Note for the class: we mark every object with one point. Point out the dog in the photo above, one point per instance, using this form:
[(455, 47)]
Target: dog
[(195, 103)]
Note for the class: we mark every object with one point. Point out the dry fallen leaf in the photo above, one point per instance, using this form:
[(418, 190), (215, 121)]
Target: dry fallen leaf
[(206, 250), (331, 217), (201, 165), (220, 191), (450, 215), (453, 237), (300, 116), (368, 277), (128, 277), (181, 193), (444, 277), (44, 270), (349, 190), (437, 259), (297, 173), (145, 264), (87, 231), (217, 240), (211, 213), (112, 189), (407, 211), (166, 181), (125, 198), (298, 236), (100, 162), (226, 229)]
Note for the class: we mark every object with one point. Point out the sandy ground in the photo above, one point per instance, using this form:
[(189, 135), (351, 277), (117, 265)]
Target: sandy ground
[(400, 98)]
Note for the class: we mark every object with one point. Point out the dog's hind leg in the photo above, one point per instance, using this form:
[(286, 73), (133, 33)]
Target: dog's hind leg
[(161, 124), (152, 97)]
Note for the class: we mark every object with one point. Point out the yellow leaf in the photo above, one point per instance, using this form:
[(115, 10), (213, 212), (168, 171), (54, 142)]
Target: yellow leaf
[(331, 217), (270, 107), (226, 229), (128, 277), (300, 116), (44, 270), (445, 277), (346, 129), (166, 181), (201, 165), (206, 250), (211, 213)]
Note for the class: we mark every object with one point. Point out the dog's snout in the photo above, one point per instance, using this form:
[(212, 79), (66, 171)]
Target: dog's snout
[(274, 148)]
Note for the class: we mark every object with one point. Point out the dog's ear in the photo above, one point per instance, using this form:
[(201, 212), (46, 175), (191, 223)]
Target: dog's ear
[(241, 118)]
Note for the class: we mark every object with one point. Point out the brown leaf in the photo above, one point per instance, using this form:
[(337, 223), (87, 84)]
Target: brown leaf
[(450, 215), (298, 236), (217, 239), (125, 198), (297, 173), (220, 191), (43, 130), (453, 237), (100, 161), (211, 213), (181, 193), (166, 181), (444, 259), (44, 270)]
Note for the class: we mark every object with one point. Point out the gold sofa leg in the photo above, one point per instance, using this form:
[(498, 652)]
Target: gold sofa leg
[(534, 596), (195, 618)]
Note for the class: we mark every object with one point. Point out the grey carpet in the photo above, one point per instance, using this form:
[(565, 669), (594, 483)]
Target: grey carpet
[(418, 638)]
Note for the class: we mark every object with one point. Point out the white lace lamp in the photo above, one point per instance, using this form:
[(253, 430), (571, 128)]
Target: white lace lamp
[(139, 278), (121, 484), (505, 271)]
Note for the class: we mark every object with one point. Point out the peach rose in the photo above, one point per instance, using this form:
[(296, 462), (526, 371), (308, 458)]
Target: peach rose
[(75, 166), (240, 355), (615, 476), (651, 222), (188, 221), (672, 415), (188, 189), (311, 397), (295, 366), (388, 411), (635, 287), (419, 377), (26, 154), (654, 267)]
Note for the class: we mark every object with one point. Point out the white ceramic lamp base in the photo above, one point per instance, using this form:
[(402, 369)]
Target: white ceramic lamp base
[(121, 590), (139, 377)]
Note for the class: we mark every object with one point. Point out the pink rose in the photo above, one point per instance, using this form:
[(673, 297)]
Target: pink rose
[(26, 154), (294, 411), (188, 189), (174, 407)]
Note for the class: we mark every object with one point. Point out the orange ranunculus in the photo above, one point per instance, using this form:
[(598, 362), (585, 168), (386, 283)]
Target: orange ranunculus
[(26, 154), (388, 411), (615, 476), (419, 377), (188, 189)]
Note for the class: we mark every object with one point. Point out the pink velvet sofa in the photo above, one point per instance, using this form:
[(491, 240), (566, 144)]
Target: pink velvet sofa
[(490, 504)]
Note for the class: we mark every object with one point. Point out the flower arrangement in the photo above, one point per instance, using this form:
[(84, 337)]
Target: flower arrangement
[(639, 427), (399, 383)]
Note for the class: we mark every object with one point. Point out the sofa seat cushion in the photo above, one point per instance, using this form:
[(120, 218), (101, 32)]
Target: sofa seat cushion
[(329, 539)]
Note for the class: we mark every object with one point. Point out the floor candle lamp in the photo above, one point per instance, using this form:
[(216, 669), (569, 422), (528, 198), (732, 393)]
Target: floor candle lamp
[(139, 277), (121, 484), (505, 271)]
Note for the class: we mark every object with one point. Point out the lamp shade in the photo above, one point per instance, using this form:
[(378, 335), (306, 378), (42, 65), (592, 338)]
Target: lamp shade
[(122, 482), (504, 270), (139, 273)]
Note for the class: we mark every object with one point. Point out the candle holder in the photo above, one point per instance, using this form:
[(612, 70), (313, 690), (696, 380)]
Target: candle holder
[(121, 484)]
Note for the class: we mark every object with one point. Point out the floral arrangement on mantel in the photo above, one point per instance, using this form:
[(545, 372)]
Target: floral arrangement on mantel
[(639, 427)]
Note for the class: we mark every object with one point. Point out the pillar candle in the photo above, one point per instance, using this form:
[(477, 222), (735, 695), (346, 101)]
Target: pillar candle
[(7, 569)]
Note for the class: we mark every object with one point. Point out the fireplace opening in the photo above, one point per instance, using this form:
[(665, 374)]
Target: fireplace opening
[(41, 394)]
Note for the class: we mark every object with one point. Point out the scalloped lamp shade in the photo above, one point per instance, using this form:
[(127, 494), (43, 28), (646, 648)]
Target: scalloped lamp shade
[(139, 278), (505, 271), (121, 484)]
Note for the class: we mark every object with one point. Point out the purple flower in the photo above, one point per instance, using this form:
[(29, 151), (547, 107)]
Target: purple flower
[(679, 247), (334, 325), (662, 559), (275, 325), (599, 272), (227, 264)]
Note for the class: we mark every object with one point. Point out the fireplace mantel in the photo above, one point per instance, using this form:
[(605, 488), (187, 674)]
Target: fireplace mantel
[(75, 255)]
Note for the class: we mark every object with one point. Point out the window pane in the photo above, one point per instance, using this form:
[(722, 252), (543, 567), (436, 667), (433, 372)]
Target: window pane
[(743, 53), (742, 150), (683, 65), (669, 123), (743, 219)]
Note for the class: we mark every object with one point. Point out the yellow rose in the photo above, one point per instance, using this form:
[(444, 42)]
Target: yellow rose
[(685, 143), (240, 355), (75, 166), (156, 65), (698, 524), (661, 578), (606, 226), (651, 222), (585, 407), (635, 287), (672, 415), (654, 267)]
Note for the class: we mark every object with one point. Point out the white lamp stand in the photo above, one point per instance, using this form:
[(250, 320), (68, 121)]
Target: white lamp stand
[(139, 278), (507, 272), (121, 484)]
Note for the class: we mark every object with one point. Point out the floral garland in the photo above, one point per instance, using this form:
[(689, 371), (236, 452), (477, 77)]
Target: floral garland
##############################
#### What the task asks:
Transcribe the records above exactly, beginning at the line that contains "[(605, 488), (187, 674)]" and ending with the line that contains "[(722, 252), (543, 567), (436, 667), (433, 372)]", both included, and nothing else.

#### Task output:
[(605, 488), (187, 674)]
Target: fireplace mantel
[(75, 255)]
Note for the class: we mark every object with one point. Point out the window pane in the photo above, one point per instance, using this form:
[(722, 252), (543, 567), (436, 667), (433, 372)]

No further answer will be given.